> [EXERCISE BRIEF]:
How many lines in the material below contain the string "surface"? Matching is case-sensitive. Give only the number.
··· LISTED ENTRIES
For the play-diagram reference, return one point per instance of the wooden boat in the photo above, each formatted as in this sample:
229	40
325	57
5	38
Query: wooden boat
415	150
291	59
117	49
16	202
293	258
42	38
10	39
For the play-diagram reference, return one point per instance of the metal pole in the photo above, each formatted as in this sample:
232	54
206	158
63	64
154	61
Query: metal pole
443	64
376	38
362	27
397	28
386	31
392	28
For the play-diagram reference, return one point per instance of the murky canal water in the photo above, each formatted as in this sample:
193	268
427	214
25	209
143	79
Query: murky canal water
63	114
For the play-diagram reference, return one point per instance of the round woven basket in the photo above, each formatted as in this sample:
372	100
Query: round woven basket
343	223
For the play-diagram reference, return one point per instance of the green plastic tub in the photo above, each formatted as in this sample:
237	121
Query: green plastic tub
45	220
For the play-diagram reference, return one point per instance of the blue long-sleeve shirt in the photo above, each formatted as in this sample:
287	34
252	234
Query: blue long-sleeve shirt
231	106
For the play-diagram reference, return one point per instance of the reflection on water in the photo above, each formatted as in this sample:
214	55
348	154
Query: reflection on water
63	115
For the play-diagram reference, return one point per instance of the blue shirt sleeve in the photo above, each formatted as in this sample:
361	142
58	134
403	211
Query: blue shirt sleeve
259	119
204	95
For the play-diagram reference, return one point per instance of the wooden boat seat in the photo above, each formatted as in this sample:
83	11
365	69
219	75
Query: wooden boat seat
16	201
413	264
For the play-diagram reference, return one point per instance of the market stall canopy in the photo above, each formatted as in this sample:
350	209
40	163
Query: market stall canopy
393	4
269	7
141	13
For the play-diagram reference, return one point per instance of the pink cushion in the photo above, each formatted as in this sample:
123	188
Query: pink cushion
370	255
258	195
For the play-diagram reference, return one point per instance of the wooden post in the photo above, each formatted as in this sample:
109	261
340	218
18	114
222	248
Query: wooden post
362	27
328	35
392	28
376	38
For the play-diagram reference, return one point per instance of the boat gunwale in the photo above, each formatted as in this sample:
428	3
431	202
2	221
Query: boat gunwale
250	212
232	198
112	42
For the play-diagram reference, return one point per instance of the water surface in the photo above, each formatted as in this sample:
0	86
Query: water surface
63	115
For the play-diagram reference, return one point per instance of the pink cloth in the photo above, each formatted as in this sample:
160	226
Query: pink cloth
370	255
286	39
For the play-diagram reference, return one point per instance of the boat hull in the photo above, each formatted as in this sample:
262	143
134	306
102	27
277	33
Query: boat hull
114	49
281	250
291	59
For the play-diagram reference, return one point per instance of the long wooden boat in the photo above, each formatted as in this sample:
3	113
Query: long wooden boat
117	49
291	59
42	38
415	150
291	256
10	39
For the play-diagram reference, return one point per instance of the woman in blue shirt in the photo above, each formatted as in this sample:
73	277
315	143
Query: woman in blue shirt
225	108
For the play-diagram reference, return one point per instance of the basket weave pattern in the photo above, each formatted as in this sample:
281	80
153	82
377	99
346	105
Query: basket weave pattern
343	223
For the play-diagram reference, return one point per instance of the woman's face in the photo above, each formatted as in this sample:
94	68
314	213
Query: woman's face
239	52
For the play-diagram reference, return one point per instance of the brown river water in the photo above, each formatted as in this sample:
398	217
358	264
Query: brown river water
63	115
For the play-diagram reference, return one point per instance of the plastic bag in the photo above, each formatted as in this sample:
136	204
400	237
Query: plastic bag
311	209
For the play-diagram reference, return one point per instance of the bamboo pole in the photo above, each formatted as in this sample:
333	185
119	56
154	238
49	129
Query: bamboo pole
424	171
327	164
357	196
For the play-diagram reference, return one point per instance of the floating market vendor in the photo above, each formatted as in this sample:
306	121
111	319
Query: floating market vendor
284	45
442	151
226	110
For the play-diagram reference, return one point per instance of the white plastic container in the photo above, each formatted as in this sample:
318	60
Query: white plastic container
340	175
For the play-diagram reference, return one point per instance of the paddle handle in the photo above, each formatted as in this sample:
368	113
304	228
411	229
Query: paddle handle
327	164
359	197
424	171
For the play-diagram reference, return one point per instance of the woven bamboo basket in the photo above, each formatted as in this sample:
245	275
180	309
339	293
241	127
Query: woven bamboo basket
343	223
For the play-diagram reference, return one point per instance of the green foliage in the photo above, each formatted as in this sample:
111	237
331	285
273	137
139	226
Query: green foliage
······
··· LISTED ENTRIES
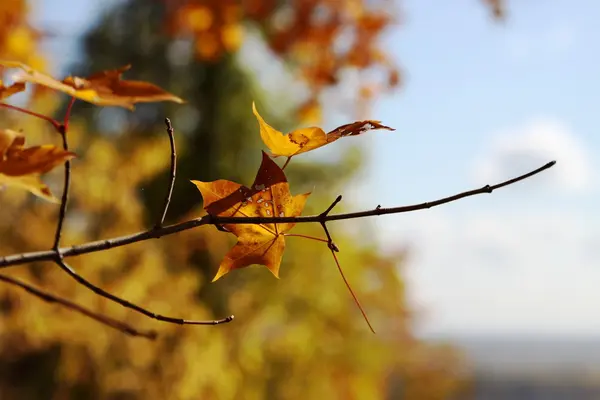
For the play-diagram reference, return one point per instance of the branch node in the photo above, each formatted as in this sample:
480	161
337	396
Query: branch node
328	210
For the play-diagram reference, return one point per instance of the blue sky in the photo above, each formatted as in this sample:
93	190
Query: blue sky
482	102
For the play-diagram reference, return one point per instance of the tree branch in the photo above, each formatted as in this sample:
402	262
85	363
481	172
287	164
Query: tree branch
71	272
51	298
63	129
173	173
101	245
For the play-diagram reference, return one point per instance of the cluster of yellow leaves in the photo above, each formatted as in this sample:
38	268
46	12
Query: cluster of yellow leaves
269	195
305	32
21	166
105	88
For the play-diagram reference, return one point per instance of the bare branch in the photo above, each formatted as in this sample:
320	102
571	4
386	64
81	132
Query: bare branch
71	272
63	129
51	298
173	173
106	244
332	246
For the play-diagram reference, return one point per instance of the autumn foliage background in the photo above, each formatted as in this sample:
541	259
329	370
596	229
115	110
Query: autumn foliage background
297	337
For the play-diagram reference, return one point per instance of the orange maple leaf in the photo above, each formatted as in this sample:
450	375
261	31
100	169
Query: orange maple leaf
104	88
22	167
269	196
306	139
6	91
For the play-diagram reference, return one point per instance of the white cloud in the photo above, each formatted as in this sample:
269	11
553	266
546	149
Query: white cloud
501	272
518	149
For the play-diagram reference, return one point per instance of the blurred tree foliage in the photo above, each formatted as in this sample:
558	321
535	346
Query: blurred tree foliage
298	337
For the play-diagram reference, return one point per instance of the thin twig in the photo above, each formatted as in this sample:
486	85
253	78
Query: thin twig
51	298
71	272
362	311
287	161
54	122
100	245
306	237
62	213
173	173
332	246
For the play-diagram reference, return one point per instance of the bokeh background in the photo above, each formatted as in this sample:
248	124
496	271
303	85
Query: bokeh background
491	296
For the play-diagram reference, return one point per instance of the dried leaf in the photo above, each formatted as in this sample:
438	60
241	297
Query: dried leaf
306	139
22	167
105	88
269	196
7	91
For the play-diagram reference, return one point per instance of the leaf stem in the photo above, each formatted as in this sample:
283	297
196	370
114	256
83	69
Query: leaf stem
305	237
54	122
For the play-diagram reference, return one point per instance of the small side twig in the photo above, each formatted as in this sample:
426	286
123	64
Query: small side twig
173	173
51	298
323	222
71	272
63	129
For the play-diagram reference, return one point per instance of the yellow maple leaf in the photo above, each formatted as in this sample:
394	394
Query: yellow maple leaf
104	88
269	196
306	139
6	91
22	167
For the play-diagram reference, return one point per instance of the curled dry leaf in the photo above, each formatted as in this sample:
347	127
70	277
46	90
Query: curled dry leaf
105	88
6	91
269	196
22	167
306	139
······
··· LISTED ENTRIES
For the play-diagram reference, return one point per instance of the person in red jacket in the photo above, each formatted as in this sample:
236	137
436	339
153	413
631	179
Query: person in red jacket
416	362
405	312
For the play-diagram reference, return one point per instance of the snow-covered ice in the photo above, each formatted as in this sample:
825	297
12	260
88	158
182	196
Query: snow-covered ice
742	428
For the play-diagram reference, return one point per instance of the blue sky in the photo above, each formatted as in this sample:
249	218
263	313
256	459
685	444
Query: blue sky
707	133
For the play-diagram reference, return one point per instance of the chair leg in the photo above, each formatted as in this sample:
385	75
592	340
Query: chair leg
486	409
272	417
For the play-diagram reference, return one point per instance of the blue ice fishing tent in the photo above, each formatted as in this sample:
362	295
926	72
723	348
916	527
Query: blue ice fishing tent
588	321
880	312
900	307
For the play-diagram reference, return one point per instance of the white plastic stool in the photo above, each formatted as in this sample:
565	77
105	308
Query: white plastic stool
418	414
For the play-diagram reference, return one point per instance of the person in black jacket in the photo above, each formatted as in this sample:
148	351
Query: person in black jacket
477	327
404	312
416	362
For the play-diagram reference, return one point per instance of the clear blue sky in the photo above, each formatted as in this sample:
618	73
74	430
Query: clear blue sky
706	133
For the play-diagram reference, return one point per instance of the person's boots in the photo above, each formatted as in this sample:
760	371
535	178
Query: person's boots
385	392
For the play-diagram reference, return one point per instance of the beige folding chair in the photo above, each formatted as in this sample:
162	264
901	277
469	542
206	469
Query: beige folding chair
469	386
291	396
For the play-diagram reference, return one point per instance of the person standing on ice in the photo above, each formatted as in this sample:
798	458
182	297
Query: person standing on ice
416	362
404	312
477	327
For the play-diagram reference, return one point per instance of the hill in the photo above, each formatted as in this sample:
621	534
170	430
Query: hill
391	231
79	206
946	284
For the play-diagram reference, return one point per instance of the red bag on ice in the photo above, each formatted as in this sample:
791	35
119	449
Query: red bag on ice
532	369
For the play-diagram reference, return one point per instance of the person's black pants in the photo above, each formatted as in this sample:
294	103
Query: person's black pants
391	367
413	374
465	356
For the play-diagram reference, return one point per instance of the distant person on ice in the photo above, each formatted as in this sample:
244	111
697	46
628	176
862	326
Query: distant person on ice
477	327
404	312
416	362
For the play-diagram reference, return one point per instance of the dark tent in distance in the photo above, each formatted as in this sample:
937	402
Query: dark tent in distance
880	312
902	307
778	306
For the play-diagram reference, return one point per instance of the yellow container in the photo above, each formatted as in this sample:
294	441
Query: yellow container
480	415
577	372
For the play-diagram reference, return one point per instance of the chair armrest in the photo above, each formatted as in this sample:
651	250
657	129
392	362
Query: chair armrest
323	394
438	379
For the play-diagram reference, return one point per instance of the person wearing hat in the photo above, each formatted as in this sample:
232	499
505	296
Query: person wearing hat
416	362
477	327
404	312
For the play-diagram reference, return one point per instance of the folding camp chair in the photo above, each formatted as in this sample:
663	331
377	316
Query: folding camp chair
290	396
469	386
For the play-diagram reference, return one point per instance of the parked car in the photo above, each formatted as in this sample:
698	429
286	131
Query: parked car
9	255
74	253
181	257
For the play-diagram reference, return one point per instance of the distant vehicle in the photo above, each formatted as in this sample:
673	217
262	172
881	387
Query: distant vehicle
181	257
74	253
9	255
······
> [COMPLETED TASK]:
2